→ WHAT IS BEING ASKED:
Reproduce the part of the listing that starts with the line containing "314L65 327L119 338L110" and goes on through the line containing "positive clicks: (110, 337)", keeping both of those lines and changing nothing.

[SUPPLIED RECORDS — start]

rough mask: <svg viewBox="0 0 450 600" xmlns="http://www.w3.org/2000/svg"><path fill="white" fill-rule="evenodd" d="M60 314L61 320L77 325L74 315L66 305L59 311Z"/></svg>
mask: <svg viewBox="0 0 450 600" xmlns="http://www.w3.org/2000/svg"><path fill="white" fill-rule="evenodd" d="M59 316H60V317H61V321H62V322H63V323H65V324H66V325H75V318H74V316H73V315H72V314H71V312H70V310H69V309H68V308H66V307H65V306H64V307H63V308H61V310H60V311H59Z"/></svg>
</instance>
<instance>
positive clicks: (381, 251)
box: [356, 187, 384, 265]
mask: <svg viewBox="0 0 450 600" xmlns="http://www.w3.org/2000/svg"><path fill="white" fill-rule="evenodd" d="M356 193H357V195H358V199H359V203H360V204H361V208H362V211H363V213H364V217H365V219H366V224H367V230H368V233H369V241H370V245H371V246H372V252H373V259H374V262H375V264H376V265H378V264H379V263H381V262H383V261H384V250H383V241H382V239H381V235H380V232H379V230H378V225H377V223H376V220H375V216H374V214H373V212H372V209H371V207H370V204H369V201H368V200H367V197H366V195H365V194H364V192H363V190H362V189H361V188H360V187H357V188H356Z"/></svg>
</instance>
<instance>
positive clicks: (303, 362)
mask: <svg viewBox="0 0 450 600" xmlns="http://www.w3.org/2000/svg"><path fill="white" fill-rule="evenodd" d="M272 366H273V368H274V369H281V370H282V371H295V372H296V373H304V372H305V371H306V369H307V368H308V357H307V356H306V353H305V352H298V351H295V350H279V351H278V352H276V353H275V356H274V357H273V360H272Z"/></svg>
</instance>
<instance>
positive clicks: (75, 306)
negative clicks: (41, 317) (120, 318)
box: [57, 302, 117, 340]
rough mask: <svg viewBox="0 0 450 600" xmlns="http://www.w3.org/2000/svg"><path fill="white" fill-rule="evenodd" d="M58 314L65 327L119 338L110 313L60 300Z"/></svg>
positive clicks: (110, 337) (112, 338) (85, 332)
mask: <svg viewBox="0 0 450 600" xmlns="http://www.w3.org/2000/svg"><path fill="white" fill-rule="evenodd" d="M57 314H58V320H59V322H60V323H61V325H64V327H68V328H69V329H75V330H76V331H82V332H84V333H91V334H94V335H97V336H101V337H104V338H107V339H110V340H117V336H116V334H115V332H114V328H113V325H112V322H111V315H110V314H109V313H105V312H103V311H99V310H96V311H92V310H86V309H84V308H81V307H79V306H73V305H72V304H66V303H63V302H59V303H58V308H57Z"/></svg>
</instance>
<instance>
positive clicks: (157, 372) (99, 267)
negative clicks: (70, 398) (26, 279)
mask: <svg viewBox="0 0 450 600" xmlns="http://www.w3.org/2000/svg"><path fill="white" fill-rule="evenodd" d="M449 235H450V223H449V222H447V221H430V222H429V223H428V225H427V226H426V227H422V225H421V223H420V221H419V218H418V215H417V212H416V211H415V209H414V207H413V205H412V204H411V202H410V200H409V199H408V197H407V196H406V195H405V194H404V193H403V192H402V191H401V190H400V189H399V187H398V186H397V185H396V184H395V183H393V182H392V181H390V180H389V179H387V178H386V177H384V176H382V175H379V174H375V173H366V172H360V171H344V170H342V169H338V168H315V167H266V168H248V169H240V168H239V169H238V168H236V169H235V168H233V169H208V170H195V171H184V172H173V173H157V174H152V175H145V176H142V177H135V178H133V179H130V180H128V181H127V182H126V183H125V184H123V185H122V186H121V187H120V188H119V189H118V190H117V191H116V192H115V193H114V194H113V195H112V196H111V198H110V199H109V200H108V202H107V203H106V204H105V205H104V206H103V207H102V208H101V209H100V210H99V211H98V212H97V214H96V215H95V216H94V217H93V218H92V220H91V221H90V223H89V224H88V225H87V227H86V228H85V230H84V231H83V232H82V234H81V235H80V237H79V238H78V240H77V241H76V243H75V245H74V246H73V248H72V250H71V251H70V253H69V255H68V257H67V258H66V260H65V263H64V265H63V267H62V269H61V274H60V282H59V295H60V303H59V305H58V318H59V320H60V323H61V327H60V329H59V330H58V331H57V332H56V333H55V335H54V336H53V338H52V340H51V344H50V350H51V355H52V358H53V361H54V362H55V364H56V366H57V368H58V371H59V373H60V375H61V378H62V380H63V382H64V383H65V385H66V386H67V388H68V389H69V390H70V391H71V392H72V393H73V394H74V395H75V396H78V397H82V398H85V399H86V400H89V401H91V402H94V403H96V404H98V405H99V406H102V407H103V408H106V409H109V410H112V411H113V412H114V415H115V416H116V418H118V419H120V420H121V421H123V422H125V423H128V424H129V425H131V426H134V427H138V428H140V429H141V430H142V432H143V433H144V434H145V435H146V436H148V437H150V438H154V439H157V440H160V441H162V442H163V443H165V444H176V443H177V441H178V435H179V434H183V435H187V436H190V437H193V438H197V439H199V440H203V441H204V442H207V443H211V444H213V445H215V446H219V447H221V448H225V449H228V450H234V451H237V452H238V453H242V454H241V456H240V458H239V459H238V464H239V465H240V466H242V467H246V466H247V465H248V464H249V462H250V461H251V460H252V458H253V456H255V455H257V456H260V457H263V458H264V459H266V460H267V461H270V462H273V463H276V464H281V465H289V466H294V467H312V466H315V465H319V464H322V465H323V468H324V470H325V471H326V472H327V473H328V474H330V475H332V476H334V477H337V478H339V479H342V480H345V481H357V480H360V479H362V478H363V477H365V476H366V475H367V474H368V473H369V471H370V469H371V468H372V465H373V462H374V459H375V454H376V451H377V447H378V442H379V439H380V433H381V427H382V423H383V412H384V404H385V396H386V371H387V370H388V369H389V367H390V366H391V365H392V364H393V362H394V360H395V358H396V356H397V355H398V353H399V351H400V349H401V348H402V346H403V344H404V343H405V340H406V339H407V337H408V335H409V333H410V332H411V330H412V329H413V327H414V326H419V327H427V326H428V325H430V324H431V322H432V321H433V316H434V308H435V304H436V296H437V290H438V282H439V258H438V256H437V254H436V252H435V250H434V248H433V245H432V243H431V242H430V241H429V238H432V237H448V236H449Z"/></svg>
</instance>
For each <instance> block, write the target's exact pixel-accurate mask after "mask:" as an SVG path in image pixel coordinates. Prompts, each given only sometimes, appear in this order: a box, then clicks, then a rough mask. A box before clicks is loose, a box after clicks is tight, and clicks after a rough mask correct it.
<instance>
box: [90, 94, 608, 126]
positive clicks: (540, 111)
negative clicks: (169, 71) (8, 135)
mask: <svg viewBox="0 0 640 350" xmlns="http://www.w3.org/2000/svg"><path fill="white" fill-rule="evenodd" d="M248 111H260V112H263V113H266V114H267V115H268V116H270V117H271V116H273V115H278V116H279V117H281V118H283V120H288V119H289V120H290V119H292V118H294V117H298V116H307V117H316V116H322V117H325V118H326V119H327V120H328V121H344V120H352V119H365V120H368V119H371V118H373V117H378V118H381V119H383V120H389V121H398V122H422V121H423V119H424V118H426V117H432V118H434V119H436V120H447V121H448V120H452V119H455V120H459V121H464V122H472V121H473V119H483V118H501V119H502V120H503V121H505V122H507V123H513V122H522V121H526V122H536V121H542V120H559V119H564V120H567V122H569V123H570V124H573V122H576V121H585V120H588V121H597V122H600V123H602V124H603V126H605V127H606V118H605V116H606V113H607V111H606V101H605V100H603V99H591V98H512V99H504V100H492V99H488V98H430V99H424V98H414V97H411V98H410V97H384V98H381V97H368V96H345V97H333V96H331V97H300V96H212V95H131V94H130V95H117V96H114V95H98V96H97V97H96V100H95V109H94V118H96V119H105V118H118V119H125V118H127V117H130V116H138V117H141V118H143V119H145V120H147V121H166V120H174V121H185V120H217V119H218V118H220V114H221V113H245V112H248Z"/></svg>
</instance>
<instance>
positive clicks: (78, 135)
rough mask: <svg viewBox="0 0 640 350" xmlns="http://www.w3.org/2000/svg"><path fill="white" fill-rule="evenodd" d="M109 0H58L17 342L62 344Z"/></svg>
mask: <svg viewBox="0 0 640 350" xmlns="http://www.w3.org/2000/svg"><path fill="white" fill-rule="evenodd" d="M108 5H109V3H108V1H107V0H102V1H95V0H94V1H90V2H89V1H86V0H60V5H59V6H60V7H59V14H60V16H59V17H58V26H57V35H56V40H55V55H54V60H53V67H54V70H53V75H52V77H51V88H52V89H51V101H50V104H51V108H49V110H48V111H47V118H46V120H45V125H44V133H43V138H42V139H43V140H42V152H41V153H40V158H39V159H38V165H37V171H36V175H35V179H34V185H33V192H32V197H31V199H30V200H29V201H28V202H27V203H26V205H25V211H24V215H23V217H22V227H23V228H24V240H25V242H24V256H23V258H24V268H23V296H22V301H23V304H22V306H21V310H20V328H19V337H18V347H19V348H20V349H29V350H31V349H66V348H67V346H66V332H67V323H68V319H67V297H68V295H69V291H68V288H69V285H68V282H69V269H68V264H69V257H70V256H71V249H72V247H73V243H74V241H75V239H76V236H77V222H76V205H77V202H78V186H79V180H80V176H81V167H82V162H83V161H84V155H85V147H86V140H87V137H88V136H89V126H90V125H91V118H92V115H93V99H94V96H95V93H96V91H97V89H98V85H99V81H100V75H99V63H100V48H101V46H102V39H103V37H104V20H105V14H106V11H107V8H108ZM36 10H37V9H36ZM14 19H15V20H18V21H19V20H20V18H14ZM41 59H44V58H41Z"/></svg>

[SUPPLIED RECORDS — finish]

→ RESULT FOR THIS EXERCISE:
rough mask: <svg viewBox="0 0 450 600" xmlns="http://www.w3.org/2000/svg"><path fill="white" fill-rule="evenodd" d="M58 314L65 327L119 338L110 313L60 300Z"/></svg>
positive clicks: (110, 337) (112, 338) (85, 332)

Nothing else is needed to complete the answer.